------ Texte fourni ------

MONTRÉAL | SAMEDI 1er JUIN 2002
SPECTACLES
| DISQUES |
ALEXANDRE VIGNEAULT
Sept années durant, Renaud a essayé de noyer une immense peine d’amour dans la bière et le Ricard. Le chagrin a eu la couenne dure et c’est lui qui a failli sombrer. Sa guitare amassait la poussière dans un coin. Sa plume, asséchée, attendait l’inspiration. En vain. Loin des projecteurs et des télés, loin des journaux et des radios, il s’est caché. Renaud ne croyait plus en rien. Surtout plus en lui.
Ce Renaud plutôt bourré et bien changé est passé par le Spectrum en janvier 2001. Plusieurs ont eu peine à le croire. La tignasse avait viré au gris. La silhouette avait épaissi. Les éternels cernes sous ses yeux s’étaient encore creusés. Et la voix… ravagée. Jamais il n’a donné dans les prouesses vocales, mais quand même.
« J’avais pris une petite brosse, comme vous dites, et je n’étais pas très en forme », acquiesce Renaud. Le lendemain, les médias l’ont « assassiné », comme il dit. « Au lieu de dire que j’avais fait un mauvais concert, poursuit-il, ils ont dit que j’étais fini, que j’étais mort, que je n’avais plus d’humour et de talent. »

------ Matériel source ------

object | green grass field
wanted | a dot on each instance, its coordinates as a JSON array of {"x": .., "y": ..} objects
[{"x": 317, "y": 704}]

------

- Consigne
D'après l'article sur Renaud, à quel moment le chanteur est-il passé par le Spectrum ?

- Réponse attendue
En janvier 2001.